> BRANO FORNITO:
________________________________________

E che il CAIO conoscesse TIZIO, oltre a risultare la lapsus sopra riportato, è emerso dalla testimonianza di CLAUDIO e FILANO, i quali hanno riferito che conoscevano il CAIO da sempre e che costui conosceva anche il TIZIO. Hanno in particolare ricordato che anche CAIO abitava in via [OMISSIS], che la loro famiglia era stata cliente del CAIO, proprietario di una macelleria, che il CAIO percorreva la strada per [OMISSIS] 4-5 volte al giorno passando davanti alla loro casae che in un’occasione vi era stato anche uno screzio per questioni relative allo scarico della fognatura.
Incerte infine solo le circostanze che hanno portato gli operanti ad individuare il CAIO come soggetto in grado di riferire sui fatti, posto che il M.LLO X, ascoltato sul punto, ha riferito di non ricordarle.
Completa il quadro la circostanza, evidenziata dal difensore in sede di conclusioni, che lo stesso P.M. in sede di indagini aveva delegato alla P.G. un approfondimento di indagine riguardo alla conoscenza tra CAIO e TIZIO, indagine della quale tuttavia non vi è traccia negli atti di P.G.
MEVIO ha eseguito il riconoscimento in incidente probatorio il 26.7.2007. Anch’egli, come il CAIO, ha preliminarmente descritto la persona vista il giorno dei fatti: “un uomo di circa 30/35 anni, magro, altezza 1,70/1,75, pelato completamente, di carnagione chiara, senzabarba né baffi, senza occhiali né berretti. Aveva una maglietta blu o comunque scura e indossava pantaloni di una tuta da ginnastica con strisce laterali bianche”. Ha inoltre affermato di non aver effettuato in precedenza alcun riconoscimento, che la persona in oggetto non gli era mai stata mostrata in foto e di non averla mai più rivista dopo i fatti.
Ha poi riconosciuto il TIZIO tra i cinque giovani che si sono sottoposti al riconoscimento.
Nel corso dell’incidente probatorio la difesa ha evidenziato che prima di entrare in aula per il riconoscimento, nell’atrio antistante la medesima, ove per un disguido organizzativo si trovava il TIZIO, i due si sono visti, circostanza che ben può aver condizionato la genuinità del riconoscimento.

________________________________________

> MATERIALE FORNITO:
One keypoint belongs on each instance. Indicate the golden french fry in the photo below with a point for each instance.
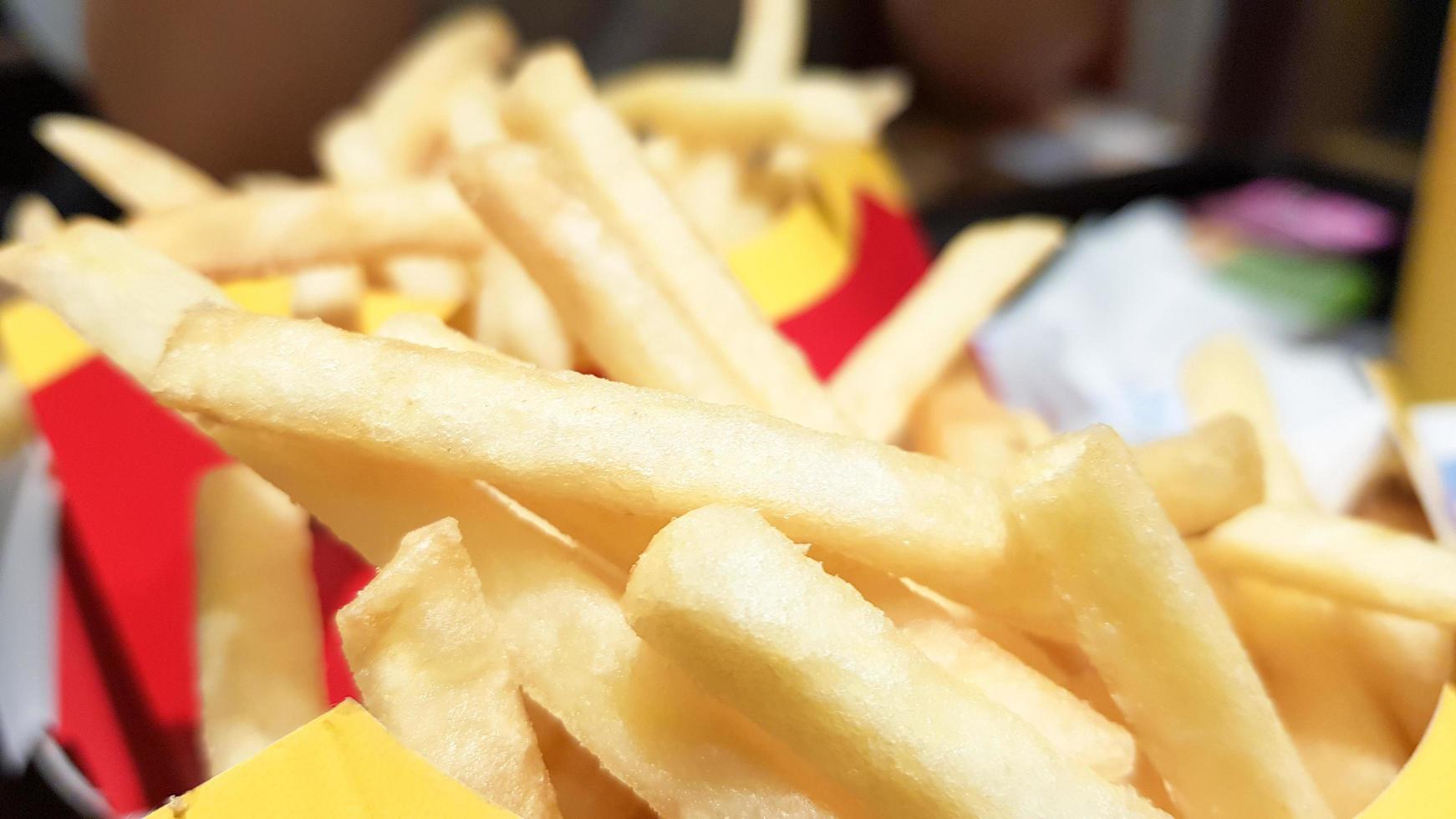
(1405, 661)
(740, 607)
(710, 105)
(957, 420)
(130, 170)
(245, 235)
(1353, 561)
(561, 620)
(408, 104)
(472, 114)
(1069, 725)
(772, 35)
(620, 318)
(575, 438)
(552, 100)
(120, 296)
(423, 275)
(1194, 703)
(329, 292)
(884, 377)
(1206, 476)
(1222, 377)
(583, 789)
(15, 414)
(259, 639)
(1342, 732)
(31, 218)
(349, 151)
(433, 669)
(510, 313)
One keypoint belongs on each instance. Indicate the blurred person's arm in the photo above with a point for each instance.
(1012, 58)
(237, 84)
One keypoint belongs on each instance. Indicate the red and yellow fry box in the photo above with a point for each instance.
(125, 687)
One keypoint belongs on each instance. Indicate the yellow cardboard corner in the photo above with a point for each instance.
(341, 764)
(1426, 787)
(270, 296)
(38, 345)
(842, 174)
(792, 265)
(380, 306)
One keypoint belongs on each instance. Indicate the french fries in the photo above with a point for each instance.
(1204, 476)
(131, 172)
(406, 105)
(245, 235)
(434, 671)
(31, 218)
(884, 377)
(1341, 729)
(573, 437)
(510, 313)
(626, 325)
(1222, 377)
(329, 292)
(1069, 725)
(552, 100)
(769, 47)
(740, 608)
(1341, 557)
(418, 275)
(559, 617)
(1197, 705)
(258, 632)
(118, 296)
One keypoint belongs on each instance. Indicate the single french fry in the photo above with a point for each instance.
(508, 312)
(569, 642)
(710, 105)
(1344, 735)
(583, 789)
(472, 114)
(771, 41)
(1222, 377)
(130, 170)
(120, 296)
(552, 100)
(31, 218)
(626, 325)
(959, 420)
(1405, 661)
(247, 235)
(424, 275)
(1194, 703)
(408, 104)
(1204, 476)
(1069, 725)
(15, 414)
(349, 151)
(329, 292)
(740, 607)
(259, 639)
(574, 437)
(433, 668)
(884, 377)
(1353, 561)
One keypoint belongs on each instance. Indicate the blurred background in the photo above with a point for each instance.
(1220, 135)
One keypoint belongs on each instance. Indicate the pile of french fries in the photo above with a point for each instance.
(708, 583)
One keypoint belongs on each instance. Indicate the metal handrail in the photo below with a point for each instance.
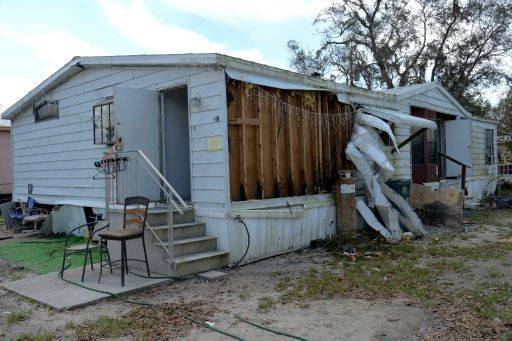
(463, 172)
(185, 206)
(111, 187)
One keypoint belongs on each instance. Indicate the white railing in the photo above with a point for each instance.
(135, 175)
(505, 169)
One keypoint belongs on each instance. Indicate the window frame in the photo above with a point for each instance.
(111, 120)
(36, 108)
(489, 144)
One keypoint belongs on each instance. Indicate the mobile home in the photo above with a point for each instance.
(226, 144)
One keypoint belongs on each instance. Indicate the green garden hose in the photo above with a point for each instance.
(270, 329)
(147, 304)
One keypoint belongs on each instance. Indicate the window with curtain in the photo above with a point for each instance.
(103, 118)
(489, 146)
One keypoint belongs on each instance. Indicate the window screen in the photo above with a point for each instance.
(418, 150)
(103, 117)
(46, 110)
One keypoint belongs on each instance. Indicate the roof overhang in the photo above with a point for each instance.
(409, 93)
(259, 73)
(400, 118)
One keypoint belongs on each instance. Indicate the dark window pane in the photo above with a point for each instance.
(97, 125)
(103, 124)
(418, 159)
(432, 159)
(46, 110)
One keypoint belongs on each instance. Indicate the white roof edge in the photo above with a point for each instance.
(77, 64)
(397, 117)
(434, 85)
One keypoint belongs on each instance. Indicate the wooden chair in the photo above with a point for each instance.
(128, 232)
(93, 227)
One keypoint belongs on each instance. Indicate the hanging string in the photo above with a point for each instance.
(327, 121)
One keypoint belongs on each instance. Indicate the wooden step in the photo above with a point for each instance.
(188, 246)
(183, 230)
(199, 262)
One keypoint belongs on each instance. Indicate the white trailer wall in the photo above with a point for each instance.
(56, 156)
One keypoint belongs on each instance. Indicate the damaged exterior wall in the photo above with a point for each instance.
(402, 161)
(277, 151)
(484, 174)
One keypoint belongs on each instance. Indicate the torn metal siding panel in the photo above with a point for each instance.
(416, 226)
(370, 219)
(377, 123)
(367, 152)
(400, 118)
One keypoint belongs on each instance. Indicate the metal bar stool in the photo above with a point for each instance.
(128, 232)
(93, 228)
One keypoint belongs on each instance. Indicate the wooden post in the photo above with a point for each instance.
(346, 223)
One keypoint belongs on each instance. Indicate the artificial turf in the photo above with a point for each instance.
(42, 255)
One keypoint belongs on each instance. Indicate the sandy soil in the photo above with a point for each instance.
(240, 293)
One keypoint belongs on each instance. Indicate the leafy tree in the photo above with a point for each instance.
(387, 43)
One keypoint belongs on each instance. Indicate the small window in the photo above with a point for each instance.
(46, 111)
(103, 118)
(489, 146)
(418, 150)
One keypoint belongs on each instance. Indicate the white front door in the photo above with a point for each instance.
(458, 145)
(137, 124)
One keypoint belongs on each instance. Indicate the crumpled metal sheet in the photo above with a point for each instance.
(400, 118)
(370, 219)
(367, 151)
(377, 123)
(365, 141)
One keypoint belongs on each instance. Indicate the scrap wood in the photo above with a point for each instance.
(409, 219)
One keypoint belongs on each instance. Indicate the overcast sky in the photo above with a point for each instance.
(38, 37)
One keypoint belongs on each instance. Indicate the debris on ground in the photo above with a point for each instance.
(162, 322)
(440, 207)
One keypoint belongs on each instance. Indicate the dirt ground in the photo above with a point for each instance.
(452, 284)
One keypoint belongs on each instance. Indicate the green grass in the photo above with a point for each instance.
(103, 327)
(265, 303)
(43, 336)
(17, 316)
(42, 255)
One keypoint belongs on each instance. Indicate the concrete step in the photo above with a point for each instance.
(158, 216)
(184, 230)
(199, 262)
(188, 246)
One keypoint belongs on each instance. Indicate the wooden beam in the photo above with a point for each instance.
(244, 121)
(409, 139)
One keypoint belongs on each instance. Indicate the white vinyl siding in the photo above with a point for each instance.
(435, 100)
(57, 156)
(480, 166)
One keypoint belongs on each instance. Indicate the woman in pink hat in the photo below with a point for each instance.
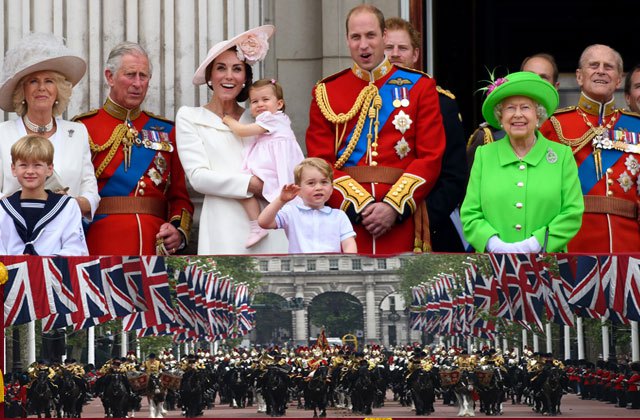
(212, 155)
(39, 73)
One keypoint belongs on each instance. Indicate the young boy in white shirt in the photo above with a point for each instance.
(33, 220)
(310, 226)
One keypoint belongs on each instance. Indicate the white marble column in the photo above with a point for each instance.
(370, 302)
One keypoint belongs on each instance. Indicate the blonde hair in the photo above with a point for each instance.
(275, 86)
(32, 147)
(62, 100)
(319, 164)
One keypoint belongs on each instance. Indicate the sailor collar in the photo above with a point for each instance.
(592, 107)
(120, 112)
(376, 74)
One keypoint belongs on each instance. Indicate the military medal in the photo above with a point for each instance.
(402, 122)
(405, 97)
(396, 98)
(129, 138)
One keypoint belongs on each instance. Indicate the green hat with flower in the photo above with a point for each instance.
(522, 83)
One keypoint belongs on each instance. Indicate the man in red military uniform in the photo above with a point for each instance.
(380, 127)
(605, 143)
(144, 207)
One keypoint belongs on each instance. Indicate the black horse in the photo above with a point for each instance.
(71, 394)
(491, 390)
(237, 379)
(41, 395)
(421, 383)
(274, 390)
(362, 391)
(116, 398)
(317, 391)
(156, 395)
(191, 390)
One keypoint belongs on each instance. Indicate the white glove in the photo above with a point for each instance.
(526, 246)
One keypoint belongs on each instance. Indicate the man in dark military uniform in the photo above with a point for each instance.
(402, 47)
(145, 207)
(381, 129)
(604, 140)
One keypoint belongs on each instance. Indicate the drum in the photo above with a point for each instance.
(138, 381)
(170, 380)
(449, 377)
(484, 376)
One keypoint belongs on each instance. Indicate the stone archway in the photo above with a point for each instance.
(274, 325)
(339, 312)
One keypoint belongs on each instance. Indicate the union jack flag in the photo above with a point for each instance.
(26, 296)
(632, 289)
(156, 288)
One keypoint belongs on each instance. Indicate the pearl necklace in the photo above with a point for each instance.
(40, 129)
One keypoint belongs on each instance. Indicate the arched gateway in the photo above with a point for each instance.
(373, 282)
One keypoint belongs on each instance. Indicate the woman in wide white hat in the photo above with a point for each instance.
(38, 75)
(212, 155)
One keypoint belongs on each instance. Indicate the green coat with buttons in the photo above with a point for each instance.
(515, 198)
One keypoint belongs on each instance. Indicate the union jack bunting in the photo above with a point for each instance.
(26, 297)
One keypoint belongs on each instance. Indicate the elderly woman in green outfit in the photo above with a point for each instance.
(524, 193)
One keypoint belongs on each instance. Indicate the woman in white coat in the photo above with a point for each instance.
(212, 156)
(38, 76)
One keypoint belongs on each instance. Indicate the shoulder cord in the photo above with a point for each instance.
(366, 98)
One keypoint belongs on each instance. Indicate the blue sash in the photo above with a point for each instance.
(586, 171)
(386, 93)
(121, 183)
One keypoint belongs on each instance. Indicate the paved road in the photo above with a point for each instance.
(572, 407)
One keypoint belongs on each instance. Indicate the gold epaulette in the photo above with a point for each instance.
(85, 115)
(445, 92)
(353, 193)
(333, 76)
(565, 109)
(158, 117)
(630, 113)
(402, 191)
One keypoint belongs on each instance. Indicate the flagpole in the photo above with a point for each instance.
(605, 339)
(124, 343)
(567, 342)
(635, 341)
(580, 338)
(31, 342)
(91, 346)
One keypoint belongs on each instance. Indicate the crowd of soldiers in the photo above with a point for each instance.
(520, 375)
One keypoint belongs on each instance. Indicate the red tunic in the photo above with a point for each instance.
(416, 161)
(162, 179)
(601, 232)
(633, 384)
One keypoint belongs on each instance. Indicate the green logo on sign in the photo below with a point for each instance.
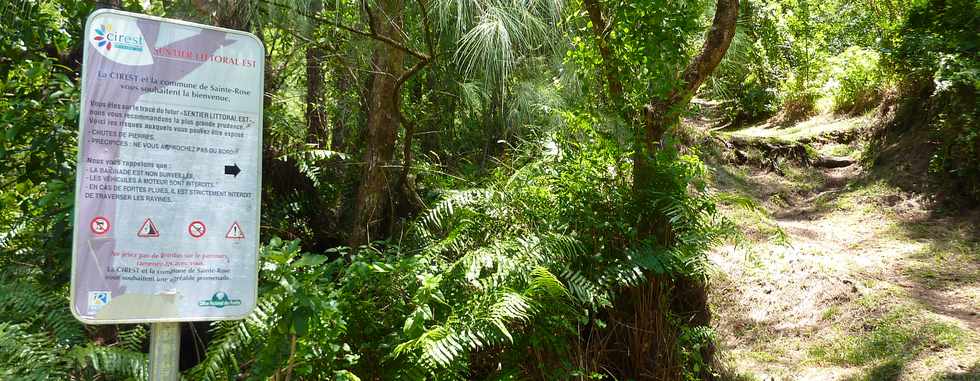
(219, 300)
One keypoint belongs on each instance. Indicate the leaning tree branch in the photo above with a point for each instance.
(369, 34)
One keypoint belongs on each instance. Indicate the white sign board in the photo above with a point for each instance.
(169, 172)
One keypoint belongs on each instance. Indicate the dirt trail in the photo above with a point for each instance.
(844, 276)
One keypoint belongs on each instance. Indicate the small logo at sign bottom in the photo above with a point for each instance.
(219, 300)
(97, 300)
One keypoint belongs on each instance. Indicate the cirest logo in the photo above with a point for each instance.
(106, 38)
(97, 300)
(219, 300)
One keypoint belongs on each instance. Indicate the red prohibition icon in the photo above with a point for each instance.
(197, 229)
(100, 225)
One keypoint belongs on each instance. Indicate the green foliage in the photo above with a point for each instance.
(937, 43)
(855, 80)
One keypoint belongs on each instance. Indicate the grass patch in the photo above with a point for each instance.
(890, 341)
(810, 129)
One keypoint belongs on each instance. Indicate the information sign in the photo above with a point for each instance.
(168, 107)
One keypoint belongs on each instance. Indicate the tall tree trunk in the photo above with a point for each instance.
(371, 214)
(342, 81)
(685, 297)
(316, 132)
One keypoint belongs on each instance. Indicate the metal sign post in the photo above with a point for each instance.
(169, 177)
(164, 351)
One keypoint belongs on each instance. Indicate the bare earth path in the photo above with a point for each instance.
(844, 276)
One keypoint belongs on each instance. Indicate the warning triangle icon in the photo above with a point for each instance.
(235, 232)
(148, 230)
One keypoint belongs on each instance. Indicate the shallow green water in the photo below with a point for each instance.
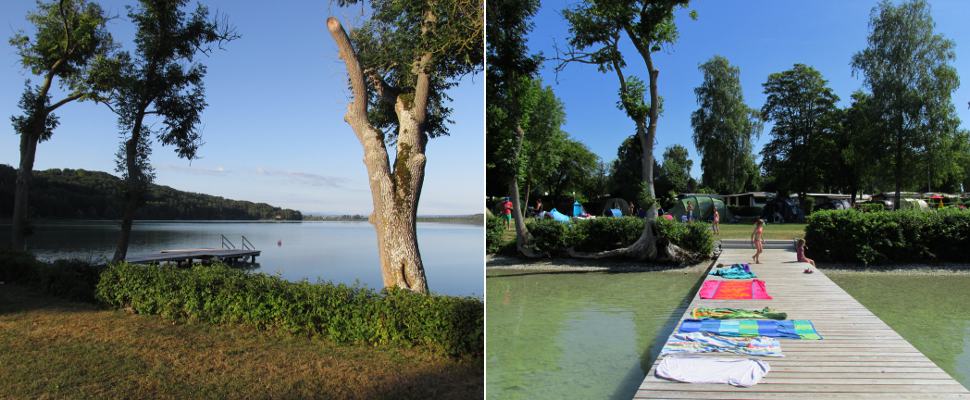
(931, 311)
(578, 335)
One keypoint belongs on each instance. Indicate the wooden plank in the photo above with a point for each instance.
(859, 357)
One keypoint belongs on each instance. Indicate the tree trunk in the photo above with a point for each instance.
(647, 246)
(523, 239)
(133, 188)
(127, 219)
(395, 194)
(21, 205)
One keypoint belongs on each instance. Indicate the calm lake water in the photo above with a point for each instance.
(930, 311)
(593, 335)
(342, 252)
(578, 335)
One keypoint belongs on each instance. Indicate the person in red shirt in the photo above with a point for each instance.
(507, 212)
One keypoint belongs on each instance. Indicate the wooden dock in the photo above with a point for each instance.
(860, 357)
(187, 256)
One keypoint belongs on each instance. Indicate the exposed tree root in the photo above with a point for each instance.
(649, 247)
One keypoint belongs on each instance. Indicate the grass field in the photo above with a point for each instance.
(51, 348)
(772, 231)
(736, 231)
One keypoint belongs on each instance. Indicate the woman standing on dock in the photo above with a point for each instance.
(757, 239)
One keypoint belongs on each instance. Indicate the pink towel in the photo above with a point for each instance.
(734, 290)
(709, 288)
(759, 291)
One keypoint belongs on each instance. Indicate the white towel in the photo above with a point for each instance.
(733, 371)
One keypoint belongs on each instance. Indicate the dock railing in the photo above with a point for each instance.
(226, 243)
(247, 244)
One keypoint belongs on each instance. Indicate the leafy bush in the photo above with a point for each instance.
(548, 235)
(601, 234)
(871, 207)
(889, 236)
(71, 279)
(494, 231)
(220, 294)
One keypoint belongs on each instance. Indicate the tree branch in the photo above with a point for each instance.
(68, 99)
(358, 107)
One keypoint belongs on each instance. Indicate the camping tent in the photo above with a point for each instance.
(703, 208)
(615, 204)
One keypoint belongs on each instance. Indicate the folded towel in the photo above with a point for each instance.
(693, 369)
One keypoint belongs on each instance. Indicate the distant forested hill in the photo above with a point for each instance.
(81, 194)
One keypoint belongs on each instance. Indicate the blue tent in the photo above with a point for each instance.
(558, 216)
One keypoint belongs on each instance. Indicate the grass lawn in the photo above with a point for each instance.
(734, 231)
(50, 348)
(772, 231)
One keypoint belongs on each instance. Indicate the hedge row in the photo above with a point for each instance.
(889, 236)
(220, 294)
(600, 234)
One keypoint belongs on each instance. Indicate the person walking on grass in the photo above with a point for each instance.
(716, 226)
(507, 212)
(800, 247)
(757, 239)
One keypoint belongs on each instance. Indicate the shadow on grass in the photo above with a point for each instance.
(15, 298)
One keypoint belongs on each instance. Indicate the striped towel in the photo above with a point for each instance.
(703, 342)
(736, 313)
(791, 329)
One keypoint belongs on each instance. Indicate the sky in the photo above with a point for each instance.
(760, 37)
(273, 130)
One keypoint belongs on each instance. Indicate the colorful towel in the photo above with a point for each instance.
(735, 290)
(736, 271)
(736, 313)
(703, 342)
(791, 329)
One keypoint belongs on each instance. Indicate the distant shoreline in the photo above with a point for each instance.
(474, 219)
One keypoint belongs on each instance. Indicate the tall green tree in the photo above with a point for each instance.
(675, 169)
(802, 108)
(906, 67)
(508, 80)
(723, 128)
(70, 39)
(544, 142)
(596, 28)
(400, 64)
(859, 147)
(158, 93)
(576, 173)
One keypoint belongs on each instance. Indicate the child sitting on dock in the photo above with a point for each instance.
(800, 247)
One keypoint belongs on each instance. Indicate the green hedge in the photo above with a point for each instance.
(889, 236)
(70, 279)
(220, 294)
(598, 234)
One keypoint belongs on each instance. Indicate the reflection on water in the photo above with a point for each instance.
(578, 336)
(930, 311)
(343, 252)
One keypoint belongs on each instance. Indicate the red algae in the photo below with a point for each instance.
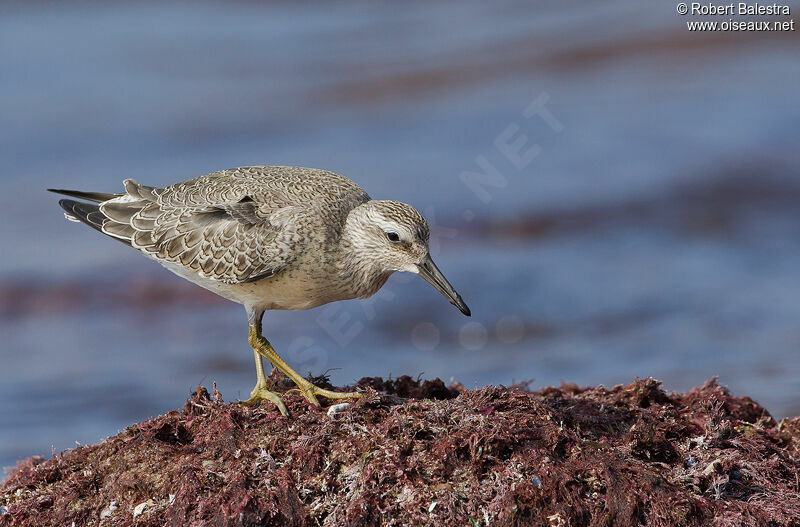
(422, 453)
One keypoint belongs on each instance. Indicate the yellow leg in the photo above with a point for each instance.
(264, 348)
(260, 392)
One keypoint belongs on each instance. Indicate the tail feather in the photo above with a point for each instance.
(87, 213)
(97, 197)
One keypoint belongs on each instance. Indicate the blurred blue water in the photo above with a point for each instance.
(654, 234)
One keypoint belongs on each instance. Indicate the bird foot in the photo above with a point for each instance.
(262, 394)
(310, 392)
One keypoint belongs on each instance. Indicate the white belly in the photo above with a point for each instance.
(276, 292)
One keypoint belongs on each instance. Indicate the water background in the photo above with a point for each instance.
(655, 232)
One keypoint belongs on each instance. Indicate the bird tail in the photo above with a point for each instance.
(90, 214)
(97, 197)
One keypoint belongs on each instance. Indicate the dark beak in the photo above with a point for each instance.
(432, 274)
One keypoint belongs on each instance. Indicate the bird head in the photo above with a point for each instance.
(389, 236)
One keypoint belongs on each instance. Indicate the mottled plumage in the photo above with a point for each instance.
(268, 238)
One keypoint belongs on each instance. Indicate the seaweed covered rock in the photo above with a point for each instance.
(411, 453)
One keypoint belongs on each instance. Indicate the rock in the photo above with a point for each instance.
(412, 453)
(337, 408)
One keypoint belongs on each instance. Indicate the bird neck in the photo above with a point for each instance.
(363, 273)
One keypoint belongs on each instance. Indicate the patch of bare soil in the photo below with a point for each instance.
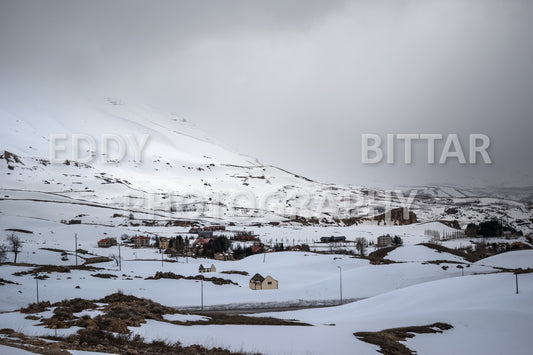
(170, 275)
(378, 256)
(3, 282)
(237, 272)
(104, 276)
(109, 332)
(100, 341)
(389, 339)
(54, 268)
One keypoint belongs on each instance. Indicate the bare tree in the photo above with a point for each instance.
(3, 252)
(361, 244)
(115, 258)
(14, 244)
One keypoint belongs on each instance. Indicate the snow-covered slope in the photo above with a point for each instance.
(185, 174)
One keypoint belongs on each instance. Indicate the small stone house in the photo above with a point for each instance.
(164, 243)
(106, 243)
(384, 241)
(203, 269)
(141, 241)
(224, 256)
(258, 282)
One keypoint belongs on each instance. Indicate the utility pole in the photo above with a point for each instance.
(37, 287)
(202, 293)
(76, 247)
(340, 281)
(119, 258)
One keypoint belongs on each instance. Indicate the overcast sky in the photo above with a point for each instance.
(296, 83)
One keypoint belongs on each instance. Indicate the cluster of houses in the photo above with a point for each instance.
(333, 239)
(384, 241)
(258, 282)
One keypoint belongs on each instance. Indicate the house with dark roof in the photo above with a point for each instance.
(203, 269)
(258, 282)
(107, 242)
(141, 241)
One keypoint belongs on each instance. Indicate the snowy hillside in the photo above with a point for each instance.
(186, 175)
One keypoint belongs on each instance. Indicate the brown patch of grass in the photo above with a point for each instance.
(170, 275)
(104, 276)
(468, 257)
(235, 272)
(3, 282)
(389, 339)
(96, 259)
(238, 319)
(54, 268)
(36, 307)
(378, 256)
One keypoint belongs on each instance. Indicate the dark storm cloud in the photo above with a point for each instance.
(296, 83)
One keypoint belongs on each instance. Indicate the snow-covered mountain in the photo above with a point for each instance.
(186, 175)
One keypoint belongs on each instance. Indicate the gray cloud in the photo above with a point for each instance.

________________________________________

> COMPITI DA SVOLGERE:
1) Ripeti parola per parola il tratto del brano che va da "Nel corso dell’incidente" fino a "genuinità del riconoscimento.".
2) Secondo il brano, in quale data MEVIO ha eseguito il riconoscimento in incidente probatorio?
3) Elenca tutte le persone che nel brano sono indicate con un nome proprio scritto interamente in maiuscolo.

> RISPOSTE:
1)
Nel corso dell’incidente probatorio la difesa ha evidenziato che prima di entrare in aula per il riconoscimento, nell’atrio antistante la medesima, ove per un disguido organizzativo si trovava il TIZIO, i due si sono visti, circostanza che ben può aver condizionato la genuinità del riconoscimento.

2) Il 26.7.2007.

3) CAIO, TIZIO, CLAUDIO, FILANO, MEVIO